■ **TASK TO COMPLETE**: Print the lines of the material below verbatim, beginning at the line that has "Practice. Find the group" and stopping after the line that has "pixel 94 460".

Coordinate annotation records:
--- START ---
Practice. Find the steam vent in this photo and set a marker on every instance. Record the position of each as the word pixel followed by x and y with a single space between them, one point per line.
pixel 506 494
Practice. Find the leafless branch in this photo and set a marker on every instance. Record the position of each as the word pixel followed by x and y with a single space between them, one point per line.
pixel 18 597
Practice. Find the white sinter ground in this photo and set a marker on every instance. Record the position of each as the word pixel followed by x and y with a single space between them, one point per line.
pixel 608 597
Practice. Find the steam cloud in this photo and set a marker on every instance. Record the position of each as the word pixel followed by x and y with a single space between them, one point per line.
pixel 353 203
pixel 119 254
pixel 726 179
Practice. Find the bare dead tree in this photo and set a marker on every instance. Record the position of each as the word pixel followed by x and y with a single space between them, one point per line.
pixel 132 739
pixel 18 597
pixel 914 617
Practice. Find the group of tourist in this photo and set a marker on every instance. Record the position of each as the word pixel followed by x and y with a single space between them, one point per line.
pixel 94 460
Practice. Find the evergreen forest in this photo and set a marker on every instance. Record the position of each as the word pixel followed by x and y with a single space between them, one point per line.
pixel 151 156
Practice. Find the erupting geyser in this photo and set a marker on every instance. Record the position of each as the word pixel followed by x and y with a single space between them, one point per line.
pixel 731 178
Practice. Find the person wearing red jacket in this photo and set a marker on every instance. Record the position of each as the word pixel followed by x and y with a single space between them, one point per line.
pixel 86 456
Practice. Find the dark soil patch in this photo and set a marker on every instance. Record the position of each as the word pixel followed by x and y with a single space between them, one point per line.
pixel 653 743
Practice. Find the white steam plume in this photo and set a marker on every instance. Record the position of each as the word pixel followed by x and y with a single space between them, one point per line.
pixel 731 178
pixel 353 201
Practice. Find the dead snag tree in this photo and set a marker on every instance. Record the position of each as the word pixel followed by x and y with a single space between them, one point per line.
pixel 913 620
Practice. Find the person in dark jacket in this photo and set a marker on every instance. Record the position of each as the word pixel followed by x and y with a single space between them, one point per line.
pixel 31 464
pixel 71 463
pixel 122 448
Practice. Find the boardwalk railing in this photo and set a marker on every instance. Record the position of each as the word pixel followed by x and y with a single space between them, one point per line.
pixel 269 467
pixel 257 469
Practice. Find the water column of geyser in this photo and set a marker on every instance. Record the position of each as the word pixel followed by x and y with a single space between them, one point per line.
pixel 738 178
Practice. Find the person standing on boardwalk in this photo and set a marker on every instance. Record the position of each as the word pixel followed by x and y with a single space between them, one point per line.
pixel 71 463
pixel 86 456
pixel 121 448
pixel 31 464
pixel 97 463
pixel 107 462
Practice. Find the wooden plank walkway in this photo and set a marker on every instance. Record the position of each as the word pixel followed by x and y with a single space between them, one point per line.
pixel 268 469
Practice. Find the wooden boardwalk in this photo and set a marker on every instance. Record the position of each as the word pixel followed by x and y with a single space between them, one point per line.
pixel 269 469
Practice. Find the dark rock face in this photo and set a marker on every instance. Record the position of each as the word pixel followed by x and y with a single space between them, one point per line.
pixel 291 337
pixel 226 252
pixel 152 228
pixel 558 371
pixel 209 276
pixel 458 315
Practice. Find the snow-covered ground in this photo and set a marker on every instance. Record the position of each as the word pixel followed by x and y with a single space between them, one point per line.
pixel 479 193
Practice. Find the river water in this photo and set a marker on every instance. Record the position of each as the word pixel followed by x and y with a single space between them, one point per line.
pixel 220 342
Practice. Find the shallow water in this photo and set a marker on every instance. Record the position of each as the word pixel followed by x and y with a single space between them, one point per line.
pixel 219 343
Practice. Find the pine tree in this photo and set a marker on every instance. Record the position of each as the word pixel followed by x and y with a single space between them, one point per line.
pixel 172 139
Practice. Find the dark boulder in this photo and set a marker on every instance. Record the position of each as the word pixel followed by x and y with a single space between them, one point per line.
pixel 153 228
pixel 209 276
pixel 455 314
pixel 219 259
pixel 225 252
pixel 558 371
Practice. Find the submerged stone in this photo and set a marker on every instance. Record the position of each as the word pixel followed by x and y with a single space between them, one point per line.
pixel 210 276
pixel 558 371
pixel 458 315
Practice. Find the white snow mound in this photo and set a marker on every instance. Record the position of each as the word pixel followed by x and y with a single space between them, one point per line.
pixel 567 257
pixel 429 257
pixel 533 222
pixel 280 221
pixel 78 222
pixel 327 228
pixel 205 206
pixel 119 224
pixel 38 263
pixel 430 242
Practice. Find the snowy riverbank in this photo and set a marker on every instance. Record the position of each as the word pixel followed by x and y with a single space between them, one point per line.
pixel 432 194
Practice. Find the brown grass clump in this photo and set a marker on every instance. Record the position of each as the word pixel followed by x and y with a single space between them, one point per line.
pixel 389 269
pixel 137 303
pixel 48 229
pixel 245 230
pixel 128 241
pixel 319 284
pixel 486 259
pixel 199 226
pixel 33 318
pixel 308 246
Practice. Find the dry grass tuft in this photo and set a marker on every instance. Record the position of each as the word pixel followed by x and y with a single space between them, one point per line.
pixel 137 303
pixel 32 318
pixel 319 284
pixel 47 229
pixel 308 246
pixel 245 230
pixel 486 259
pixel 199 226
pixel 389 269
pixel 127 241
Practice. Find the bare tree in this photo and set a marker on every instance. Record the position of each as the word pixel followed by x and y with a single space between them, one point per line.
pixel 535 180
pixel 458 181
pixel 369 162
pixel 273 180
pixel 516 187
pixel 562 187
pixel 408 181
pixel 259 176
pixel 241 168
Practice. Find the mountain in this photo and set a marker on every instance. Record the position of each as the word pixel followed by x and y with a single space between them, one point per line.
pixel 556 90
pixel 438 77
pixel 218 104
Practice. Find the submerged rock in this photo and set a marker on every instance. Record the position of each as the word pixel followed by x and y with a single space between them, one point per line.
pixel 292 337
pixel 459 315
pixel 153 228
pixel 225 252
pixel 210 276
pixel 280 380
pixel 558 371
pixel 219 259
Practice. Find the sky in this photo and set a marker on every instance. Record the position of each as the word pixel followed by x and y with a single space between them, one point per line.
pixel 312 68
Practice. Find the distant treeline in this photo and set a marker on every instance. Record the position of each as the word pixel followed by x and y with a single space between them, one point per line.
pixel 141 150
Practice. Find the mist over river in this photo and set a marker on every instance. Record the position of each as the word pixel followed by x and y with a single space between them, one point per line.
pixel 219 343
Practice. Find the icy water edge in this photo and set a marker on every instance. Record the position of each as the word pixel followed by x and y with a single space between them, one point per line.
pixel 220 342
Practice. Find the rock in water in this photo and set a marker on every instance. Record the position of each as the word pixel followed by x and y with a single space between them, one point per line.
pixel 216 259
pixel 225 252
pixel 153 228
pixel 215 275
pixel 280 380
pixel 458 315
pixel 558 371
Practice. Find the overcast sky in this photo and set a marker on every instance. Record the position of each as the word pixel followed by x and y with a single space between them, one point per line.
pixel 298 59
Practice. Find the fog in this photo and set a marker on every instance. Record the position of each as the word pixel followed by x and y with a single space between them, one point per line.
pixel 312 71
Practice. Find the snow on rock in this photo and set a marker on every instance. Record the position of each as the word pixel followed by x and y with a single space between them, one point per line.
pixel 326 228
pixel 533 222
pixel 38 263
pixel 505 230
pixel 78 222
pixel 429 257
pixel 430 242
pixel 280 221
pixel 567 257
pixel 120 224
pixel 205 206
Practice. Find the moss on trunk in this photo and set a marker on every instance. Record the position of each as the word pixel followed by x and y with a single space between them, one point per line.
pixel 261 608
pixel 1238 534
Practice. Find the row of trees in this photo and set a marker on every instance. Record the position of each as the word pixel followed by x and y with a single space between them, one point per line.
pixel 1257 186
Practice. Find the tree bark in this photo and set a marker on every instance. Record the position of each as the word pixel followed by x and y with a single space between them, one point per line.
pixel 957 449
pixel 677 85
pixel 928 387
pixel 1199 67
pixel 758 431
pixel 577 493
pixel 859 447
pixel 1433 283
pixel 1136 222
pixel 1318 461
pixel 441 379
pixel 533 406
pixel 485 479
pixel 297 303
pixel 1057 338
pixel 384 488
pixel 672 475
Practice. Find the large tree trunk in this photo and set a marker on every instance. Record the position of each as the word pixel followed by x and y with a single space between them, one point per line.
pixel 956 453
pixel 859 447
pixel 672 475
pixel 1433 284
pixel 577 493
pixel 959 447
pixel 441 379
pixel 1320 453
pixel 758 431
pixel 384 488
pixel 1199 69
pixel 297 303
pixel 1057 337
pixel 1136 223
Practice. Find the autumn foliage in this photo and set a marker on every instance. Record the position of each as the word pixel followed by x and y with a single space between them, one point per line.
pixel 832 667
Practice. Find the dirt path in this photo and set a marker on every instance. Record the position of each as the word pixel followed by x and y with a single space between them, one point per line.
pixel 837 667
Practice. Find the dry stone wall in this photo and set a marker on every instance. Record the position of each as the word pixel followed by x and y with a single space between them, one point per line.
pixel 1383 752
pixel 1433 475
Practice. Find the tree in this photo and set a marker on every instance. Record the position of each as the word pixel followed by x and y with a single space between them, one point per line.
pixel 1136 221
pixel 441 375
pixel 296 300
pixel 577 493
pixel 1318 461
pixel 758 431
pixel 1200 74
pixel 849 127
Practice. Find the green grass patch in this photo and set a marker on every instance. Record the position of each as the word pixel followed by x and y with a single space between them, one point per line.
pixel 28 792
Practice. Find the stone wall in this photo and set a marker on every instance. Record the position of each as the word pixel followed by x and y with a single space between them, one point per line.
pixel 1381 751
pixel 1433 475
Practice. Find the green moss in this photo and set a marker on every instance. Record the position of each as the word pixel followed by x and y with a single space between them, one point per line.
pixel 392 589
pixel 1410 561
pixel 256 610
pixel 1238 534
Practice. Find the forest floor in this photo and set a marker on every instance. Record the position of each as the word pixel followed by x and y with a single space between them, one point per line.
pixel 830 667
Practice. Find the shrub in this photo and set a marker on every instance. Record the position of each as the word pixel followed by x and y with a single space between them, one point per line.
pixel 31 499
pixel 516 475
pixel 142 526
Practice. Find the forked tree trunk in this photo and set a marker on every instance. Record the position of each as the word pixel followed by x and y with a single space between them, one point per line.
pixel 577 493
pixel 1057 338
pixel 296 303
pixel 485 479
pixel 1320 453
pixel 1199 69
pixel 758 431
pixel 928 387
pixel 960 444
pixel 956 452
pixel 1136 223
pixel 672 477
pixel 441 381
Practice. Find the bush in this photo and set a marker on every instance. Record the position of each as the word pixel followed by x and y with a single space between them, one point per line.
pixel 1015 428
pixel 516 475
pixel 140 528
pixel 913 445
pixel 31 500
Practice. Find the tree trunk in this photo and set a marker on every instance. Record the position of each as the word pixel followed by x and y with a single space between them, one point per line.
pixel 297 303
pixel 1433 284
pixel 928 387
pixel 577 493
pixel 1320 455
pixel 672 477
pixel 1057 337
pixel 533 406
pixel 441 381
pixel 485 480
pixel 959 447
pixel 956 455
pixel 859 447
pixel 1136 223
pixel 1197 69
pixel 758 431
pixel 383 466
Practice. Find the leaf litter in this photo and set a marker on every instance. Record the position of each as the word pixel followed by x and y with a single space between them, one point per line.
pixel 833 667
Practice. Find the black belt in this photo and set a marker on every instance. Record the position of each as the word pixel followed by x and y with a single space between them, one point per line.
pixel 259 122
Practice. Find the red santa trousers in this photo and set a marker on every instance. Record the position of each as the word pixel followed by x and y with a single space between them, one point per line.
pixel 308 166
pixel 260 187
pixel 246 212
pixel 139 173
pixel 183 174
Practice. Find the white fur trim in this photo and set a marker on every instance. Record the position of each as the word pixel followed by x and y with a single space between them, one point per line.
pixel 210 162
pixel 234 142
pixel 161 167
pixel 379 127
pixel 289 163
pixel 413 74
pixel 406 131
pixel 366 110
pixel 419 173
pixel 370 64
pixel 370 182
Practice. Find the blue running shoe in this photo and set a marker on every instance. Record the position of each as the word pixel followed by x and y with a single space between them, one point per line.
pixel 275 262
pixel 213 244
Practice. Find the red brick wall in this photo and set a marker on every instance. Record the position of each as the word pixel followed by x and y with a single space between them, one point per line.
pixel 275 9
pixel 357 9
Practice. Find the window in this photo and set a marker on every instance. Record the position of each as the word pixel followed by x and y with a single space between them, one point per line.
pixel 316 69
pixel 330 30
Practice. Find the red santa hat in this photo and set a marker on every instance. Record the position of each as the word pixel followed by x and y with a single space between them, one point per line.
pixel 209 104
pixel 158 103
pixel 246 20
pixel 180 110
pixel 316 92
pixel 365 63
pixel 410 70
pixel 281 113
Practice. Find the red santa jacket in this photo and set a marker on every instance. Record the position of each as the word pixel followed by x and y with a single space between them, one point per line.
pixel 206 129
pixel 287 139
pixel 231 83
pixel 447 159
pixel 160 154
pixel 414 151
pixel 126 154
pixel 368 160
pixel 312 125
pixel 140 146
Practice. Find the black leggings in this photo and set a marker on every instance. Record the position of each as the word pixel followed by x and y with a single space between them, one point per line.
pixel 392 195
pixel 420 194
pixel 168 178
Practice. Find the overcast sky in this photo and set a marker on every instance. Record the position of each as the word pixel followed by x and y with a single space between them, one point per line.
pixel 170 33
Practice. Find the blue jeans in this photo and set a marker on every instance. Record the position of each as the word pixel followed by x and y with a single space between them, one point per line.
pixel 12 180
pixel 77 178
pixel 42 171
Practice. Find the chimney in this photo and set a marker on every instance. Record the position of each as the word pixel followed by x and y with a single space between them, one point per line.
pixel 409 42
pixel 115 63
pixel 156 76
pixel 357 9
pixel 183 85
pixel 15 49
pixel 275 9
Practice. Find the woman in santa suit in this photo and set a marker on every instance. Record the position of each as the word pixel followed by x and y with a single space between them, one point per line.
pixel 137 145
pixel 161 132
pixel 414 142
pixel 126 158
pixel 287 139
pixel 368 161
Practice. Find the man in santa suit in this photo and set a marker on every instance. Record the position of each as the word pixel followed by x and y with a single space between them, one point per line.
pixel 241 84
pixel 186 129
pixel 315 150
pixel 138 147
--- END ---
■ **EXERCISE OUTPUT**:
Practice. Find the group of tourist in this photo and set a marker on every instance. Record the position of each as the word pixel followed by x and y with a single space between them, one point per line.
pixel 94 460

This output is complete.